- Supplied data:
◆ ◆ ◆
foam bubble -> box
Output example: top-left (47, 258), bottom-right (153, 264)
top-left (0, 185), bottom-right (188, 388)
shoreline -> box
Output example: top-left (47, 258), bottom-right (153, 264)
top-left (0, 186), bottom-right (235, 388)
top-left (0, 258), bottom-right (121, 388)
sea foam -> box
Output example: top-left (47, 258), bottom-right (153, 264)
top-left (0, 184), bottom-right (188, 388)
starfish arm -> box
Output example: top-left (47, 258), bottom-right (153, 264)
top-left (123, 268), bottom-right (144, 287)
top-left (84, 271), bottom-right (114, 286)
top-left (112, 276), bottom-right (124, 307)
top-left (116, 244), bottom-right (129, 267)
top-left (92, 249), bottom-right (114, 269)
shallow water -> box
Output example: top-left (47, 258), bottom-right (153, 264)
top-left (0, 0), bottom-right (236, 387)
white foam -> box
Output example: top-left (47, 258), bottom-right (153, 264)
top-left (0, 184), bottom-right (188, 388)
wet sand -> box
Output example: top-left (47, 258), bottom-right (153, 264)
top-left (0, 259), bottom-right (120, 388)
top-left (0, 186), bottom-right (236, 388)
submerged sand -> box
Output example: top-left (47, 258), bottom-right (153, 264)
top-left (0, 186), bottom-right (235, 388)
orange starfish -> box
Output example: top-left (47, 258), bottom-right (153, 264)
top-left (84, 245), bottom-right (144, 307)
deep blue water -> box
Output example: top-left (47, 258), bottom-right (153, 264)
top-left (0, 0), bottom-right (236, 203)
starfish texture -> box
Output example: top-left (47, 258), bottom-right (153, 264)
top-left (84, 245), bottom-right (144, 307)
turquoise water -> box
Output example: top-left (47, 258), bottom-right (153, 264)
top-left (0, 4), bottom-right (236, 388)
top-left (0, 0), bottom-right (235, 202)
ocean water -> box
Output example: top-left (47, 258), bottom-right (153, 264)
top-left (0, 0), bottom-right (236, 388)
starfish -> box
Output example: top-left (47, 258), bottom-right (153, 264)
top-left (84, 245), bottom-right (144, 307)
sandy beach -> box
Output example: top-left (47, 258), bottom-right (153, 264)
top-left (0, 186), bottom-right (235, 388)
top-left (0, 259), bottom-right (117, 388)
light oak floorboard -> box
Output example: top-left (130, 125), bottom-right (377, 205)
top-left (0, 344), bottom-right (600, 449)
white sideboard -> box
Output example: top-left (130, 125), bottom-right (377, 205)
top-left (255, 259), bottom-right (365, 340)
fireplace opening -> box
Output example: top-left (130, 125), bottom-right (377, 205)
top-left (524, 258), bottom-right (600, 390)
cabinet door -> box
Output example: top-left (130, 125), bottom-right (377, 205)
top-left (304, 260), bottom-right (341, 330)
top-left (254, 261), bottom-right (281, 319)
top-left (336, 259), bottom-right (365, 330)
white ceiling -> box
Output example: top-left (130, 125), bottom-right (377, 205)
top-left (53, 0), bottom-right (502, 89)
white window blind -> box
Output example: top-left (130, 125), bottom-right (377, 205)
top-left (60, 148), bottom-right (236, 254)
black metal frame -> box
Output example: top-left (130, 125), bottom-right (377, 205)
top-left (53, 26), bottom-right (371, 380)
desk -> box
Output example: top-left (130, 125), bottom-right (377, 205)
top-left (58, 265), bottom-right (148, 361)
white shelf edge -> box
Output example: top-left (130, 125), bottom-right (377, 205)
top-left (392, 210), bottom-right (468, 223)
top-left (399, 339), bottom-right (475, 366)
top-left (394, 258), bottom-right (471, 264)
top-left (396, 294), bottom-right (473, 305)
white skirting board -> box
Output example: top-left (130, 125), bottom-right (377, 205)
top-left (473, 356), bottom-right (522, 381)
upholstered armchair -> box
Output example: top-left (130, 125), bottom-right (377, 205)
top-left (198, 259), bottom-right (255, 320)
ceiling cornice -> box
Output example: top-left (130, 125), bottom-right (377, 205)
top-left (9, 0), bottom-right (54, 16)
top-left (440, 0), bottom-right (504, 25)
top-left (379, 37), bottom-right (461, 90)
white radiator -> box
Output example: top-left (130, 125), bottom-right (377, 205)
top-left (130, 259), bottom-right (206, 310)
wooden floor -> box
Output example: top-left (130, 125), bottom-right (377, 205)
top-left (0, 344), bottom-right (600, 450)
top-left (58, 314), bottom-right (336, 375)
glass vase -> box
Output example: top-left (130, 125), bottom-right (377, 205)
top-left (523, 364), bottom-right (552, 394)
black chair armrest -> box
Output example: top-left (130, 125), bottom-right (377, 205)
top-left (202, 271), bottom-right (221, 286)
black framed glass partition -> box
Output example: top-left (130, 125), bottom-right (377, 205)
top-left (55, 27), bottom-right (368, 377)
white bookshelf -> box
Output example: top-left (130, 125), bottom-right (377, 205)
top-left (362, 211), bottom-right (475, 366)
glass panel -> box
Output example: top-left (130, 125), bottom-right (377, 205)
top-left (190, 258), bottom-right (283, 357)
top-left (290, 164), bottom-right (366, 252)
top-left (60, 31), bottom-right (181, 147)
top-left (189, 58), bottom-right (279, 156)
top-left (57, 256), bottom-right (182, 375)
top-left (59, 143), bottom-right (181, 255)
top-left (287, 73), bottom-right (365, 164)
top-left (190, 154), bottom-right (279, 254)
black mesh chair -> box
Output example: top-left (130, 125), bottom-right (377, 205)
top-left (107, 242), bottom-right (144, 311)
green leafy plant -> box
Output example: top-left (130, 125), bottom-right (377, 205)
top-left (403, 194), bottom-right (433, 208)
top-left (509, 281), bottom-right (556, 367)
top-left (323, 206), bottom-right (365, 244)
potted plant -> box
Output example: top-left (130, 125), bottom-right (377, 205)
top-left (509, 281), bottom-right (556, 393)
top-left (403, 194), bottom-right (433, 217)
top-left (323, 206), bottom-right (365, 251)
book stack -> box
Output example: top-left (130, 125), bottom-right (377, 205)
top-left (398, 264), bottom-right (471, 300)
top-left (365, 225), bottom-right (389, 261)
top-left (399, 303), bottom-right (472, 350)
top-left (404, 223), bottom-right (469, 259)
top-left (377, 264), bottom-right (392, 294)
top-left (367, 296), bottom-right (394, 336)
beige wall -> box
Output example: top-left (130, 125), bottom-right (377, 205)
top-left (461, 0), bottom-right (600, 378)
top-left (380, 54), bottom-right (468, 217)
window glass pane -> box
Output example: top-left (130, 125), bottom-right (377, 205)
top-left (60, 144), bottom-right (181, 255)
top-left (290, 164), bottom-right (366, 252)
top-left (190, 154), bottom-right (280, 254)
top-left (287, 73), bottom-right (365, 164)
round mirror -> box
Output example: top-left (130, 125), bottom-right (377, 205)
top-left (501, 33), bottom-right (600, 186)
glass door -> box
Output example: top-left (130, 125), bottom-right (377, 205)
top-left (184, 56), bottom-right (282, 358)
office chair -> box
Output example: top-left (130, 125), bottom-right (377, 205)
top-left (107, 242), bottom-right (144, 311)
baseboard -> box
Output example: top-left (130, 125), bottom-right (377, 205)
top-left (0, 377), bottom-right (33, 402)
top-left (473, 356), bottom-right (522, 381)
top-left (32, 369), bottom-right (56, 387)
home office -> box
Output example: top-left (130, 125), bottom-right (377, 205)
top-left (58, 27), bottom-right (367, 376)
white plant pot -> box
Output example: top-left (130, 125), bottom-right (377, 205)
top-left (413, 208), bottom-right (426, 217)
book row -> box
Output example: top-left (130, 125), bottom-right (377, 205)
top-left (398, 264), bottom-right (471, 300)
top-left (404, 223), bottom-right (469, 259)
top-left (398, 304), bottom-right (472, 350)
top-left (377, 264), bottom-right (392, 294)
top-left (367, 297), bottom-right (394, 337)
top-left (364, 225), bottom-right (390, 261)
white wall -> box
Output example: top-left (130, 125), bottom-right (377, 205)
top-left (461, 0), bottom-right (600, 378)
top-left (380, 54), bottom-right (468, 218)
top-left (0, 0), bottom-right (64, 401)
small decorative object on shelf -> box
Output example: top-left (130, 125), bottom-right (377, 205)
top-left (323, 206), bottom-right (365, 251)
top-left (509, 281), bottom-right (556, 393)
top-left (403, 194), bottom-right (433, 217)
◆ ◆ ◆
- Exercise instructions:
Print the listing again without changes, from the line with "white ceiling -> box" up to and including the line with "top-left (58, 265), bottom-right (148, 361)".

- Exercise output:
white ceiling -> box
Output example: top-left (130, 125), bottom-right (377, 205)
top-left (53, 0), bottom-right (502, 89)
white window blind -> box
Output example: top-left (130, 125), bottom-right (377, 205)
top-left (60, 148), bottom-right (236, 254)
black metal frame -> box
Output example: top-left (130, 125), bottom-right (377, 205)
top-left (53, 26), bottom-right (371, 380)
desk -> box
Output example: top-left (130, 125), bottom-right (377, 205)
top-left (58, 265), bottom-right (148, 361)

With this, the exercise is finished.